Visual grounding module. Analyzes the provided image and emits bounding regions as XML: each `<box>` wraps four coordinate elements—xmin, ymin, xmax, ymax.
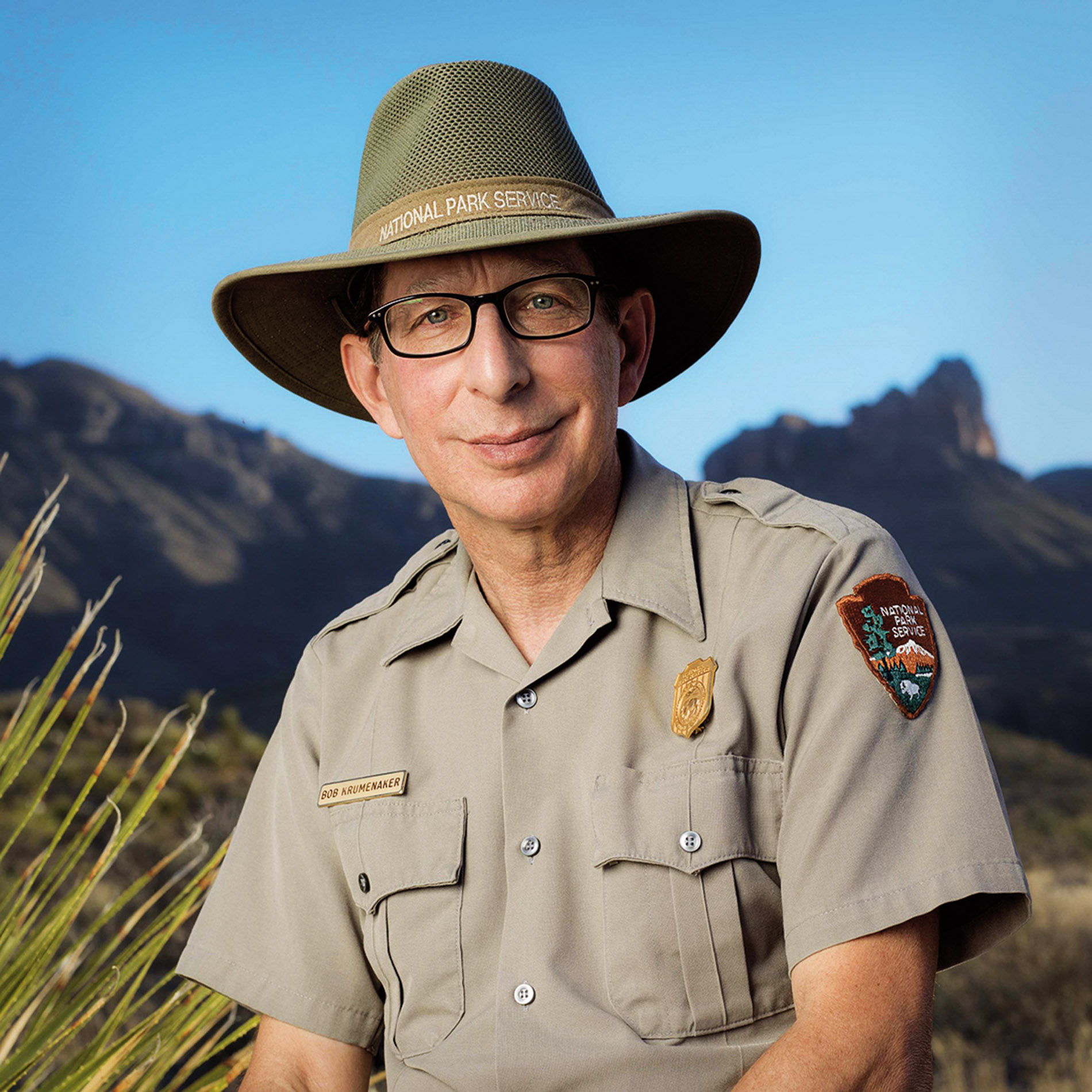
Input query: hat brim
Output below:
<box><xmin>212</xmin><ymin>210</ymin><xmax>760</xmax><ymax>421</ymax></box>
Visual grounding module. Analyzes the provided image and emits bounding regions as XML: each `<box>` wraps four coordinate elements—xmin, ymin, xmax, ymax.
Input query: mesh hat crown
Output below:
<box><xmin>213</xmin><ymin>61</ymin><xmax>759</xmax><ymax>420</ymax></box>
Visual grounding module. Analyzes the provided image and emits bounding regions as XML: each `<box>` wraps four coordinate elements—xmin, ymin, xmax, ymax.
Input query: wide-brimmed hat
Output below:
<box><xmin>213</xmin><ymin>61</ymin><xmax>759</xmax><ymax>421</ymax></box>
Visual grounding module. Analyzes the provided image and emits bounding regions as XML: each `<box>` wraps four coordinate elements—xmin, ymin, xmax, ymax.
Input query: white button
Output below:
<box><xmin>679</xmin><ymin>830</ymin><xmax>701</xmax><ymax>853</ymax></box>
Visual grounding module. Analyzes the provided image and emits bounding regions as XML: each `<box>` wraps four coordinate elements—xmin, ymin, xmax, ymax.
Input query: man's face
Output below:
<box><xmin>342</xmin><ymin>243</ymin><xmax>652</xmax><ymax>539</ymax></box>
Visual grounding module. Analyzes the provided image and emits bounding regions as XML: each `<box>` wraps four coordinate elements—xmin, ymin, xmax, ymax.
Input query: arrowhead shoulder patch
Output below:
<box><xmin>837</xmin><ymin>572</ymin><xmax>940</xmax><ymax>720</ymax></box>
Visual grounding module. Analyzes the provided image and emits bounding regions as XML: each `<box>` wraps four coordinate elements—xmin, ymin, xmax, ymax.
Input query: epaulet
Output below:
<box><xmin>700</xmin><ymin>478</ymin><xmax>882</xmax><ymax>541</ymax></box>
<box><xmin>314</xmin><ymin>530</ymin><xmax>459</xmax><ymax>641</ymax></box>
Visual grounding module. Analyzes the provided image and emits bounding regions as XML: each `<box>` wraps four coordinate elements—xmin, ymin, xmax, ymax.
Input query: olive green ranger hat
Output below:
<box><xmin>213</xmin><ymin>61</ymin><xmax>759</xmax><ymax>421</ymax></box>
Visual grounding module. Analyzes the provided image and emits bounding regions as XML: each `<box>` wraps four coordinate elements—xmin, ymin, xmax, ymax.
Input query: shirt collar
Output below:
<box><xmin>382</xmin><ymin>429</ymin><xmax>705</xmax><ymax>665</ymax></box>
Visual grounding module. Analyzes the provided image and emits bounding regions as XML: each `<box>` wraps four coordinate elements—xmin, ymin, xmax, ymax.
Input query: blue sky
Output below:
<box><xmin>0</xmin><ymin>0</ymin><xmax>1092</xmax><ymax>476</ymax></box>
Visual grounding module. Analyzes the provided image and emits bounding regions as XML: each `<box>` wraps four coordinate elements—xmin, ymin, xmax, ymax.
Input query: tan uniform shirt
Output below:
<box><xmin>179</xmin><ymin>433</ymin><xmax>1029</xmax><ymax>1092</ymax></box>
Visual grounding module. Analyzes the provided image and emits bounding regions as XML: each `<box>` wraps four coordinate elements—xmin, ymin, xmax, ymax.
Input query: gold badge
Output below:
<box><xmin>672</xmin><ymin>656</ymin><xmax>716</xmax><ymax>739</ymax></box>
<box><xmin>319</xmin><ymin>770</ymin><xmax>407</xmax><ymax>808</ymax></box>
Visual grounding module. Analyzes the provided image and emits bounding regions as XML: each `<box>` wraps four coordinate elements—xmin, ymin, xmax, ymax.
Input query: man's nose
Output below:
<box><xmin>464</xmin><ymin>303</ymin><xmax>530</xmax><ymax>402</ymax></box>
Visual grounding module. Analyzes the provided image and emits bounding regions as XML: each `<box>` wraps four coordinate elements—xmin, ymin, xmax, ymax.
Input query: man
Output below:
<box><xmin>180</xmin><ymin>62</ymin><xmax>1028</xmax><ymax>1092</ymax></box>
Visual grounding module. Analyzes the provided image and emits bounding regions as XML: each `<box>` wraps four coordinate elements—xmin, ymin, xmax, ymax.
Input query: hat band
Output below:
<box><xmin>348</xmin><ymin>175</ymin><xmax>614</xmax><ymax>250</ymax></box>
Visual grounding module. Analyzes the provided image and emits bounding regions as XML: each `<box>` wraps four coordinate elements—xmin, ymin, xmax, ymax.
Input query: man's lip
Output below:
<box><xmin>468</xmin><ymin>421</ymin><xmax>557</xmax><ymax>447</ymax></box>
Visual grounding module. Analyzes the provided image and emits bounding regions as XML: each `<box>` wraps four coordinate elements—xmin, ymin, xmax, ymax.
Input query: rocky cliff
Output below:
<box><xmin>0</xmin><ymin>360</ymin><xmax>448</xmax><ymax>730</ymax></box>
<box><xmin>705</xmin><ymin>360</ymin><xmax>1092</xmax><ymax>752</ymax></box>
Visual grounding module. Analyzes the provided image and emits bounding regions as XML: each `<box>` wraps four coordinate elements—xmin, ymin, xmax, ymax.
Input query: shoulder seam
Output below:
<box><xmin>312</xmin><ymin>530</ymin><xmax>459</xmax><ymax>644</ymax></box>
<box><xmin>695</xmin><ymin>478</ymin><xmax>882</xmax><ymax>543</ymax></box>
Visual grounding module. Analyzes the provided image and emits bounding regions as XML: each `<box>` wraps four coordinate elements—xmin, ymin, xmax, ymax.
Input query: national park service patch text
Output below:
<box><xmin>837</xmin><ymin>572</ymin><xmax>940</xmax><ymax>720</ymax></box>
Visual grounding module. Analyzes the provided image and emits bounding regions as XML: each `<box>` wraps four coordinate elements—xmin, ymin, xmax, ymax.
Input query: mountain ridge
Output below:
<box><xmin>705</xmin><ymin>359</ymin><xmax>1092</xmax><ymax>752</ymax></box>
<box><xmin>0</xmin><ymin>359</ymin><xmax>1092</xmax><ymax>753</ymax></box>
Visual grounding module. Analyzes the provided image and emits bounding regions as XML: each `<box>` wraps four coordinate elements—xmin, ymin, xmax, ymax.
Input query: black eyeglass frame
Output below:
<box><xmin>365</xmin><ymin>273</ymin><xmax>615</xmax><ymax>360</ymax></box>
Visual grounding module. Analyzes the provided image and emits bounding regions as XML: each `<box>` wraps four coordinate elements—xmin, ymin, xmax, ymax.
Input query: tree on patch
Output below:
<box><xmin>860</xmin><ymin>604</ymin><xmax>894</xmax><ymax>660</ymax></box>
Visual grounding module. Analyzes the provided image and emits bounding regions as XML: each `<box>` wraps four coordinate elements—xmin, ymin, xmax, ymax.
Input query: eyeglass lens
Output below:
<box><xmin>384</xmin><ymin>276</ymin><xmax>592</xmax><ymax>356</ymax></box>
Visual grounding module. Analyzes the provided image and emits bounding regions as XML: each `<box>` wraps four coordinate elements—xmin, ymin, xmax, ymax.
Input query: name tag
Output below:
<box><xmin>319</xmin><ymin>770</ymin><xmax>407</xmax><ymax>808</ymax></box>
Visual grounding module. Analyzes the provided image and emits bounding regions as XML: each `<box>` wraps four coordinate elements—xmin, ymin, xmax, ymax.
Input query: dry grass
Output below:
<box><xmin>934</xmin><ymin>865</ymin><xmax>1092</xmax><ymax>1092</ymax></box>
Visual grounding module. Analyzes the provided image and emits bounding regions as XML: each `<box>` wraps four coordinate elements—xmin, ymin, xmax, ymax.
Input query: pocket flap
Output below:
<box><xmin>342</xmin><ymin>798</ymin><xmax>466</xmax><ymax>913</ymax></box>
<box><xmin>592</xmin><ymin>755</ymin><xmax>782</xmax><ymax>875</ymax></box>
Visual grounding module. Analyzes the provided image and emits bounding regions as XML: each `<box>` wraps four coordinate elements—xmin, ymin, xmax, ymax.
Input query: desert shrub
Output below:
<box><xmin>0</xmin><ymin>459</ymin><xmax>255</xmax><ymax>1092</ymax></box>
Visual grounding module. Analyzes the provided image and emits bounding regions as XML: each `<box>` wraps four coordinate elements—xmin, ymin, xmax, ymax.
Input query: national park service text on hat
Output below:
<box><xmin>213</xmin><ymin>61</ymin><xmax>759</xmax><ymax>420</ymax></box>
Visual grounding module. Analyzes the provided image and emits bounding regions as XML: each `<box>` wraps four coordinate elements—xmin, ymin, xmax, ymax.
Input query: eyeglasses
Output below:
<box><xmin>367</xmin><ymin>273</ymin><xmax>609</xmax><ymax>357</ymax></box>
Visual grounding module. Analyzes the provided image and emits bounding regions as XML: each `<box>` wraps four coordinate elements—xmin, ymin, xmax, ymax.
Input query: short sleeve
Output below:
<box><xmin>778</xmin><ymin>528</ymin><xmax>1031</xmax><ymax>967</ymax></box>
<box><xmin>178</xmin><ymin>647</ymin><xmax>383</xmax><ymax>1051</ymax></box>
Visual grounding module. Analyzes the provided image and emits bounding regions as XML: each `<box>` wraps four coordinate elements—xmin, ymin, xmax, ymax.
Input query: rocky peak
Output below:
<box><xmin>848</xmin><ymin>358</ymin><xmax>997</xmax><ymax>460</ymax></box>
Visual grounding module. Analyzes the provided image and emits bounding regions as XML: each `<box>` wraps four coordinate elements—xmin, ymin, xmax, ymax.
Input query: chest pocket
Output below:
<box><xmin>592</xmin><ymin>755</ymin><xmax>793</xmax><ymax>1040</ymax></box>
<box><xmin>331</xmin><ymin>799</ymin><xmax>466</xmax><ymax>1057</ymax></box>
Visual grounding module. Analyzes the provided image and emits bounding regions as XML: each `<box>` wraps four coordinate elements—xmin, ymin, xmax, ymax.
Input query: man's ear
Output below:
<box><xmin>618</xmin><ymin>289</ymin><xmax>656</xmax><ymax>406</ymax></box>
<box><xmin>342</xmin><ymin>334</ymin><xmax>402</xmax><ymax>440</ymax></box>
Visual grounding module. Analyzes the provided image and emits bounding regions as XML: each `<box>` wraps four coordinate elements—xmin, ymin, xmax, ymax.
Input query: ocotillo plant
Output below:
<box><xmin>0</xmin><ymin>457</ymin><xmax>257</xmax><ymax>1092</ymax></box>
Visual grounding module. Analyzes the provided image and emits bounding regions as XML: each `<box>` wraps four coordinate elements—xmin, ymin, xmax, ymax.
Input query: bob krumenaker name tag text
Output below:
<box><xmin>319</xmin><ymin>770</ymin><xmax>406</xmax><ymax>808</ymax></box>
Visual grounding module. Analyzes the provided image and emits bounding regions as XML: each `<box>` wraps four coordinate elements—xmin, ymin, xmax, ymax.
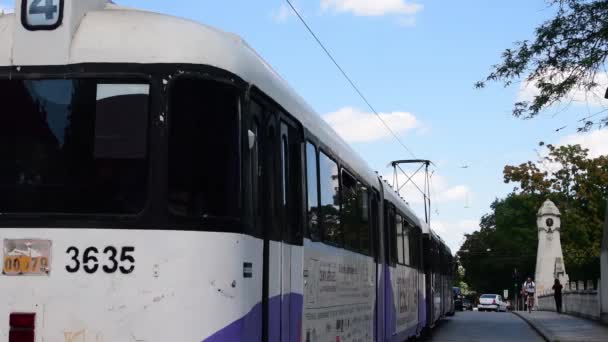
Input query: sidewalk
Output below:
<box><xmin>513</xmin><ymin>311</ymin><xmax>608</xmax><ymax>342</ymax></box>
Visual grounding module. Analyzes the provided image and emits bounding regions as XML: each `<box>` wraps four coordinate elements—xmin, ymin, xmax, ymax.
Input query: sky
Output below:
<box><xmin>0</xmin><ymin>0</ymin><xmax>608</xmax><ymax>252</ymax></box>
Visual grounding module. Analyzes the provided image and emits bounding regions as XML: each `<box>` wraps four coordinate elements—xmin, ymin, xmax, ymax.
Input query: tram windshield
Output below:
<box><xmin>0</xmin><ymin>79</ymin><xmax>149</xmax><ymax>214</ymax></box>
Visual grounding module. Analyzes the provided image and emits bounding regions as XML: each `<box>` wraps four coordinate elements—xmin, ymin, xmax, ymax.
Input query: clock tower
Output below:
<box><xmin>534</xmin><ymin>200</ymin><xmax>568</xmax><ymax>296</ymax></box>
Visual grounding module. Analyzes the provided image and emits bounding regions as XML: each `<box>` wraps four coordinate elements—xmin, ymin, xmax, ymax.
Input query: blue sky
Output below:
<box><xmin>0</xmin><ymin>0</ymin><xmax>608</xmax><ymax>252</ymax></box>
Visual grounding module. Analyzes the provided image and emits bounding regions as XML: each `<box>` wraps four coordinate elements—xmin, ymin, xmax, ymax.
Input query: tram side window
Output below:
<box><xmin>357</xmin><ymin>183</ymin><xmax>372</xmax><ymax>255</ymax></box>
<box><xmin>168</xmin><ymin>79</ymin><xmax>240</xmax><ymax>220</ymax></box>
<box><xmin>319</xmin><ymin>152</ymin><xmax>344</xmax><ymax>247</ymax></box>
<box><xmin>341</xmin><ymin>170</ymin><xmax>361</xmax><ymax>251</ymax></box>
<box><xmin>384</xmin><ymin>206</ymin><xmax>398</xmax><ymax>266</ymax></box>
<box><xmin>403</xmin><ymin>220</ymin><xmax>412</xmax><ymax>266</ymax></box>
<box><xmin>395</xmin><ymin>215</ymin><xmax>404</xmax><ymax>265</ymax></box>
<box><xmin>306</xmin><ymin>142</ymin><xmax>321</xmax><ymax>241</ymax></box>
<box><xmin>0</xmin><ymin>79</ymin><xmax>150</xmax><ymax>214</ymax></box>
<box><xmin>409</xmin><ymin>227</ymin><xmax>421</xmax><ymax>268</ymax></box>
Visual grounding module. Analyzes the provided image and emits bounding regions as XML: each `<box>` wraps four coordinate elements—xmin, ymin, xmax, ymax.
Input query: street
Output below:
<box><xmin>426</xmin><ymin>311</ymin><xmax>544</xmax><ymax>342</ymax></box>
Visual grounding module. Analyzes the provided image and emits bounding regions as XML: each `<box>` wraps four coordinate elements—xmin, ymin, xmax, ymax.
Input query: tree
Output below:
# # # #
> EXERCISE DETAILS
Report each line of the records that contains the word "text", copying the whole line.

> TASK SOLUTION
Input query: national park service patch text
Input query: national park service text on hat
Input query: bob krumenaker name tag text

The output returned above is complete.